## Problem statement
An exact reproduction of all the entries below is required.

Recorded data below:

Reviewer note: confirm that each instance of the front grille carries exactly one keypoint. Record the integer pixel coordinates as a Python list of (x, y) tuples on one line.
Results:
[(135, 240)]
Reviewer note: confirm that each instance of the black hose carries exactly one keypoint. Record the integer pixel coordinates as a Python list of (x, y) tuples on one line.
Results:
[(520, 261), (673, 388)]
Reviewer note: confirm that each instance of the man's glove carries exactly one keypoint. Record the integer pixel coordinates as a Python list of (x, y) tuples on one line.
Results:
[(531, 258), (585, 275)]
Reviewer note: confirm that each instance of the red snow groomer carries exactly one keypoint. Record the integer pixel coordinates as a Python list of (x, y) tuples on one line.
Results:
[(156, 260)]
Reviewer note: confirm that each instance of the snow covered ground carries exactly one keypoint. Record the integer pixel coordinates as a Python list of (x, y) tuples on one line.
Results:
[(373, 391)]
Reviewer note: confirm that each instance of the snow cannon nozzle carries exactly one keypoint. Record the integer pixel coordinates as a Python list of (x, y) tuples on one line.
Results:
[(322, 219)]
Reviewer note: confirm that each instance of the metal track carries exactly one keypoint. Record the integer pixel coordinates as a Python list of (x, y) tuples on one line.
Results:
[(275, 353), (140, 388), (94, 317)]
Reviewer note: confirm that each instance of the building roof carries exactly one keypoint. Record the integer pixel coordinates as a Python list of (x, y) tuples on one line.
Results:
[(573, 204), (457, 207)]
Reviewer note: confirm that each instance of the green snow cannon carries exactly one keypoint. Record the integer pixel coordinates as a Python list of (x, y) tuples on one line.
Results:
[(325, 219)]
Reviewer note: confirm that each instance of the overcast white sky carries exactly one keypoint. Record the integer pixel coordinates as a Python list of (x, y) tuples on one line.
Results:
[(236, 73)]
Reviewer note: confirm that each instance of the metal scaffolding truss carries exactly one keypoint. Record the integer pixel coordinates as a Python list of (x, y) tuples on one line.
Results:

End of Recorded data.

## Answer to the problem
Reviewer note: confirm that each instance of the front grille carries exactly one keypoint. Record the integer pixel coordinates as a Python list of (x, y) tuples on one line.
Results:
[(135, 240)]
Reviewer note: confirm that each instance of the black hose carries exactly one keypoint. Record the integer pixel coordinates as a Python list of (x, y) tuples on one line.
Results:
[(520, 261), (673, 388)]
Reviewer note: confirm that each instance of the man's glove carries exactly one keypoint. Record the integer pixel coordinates as a Python list of (x, y) tuples on one line.
Results:
[(531, 258), (585, 275)]
Reviewer note: confirm that each instance of the red snow groomer carries exactly one keypoint. Record the integer pixel coordinates as a Python list of (x, y) tuples on one line.
Results:
[(156, 260)]
Reviewer note: confirm that each instance of the snow covered ground carries exactly one keypoint. Record the integer pixel coordinates as a Python list of (x, y) tuples on one line.
Results:
[(373, 391)]
Reviewer note: confirm that each instance of the snow cannon nozzle carries exactly one keypoint. Record the integer pixel coordinates as a Python list of (x, y) tuples on one line.
Results:
[(322, 219)]
Reviewer note: confirm that each instance of the metal track carries exactly one keypoint. Record the integer pixel coordinates as a Python list of (x, y) tuples on one line.
Results:
[(275, 353), (140, 388), (94, 317)]
Reviewer note: confirm that each instance of the building roof carries exactly one keypoint. Record the integer pixel coordinates as a Python list of (x, y) tuples on one line.
Results:
[(573, 204), (457, 207)]
Reviewer note: confirm that each instance of the green snow cannon carries exactly one keypoint. Record the integer pixel coordinates as a Python list of (x, y) tuples on one line.
Results:
[(325, 219)]
Reviewer note: confirm that each instance of the overcast white sky carries exactly one keypoint. Record the integer pixel coordinates as a Python list of (x, y) tuples on one line.
Results:
[(236, 73)]
Reviewer note: confirm that each instance of the metal scaffolding truss carries exactly one keypoint. Record the integer pixel coordinates as a Python list of (x, y) tuples on one line.
Results:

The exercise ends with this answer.